» **Trecho apresentado**
A autora fez ainda uma análise das palavras individualmente a fim de verificar
se essa análise também corroboraria a informação de que palavras pouco frequentes
favorecem a adoção do plural em -ões. Os itens controlados pela autora com suas
respectivas frequência de ocorrência no plural foram: “escrivão” (14), “benção” (26),
“guardião” (26), “vulcão” (62), “pão” (118), “anão” (142), ‘cristão” (235), “cão” (350),
“grão” (471), “alemão” (1.025), “irmão” (1.125), “órgão” (1.578) e “mão” (2.949).
Os resultados revelaram que a migração de plural diminui conforme aumenta a
frequência de ocorrência das palavras individualmente. Esses resultados levaram a
autora a concluir que essa variação linguística está afetando o léxico gradualmente,
25 conforme os postulados da Difusão Lexical (Wang, 1969, 1977). Embora a autora não
aponte explicitamente que palavras lideram o processo de mudança, o gráfico
apresentado por ela revela que as palavras mais suscetíveis à mudança são vulcão,
seguido de anão, seguido de escrivão.

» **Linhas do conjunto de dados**
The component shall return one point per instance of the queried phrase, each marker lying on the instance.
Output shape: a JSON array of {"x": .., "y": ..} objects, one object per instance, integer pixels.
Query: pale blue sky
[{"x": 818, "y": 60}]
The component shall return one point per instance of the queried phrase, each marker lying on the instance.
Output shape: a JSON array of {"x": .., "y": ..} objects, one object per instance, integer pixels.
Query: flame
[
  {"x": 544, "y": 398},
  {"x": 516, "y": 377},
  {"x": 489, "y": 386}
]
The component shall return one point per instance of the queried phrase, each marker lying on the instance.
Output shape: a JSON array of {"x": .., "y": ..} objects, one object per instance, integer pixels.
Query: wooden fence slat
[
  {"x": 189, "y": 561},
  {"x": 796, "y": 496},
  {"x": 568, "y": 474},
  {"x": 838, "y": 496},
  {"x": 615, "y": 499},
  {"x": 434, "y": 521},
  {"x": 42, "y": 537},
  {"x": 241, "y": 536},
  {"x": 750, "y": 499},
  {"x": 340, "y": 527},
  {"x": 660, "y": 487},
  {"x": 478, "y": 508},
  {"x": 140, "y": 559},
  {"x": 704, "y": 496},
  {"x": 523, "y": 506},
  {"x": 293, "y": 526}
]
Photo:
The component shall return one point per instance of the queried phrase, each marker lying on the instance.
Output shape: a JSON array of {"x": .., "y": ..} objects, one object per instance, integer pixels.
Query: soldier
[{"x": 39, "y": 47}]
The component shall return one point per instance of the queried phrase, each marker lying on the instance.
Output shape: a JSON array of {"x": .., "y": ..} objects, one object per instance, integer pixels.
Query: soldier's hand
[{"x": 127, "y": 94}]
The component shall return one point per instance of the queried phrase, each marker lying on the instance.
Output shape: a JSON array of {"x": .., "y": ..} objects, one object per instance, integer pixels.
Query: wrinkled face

» **Trabalho pedido**
Prossiga o trecho sobre o plural em -ões a partir do ponto em que ele termina.

» **Resposta da tarefa**
Segundo a autora, essa variação é foneticamente abrupta porque não há um
estágio intermediário entre uma forma de plural e outra. Huback afirma ainda que,
conforme o proposto pela Difusão Lexical, não haverá necessariamente uma
regularidade na mudança. Segundo ela, é possível que alguns itens mudem seu plural
definitivamente enquanto outros nunca mudem. Os itens monossílabos, por exemplo,
não foram afetados pela migração de plural. Segundo a autora, a característica de ser
monossílabo é uma referência muito importante para a manutenção dos plurais em -ãos
ou -ães. A autora afirma que, como em português não existe nenhuma palavra
monossílaba cujo plural seja em -ões, os falantes, de posse dessa informação, não
utilizaram o plural em -ões para estes itens.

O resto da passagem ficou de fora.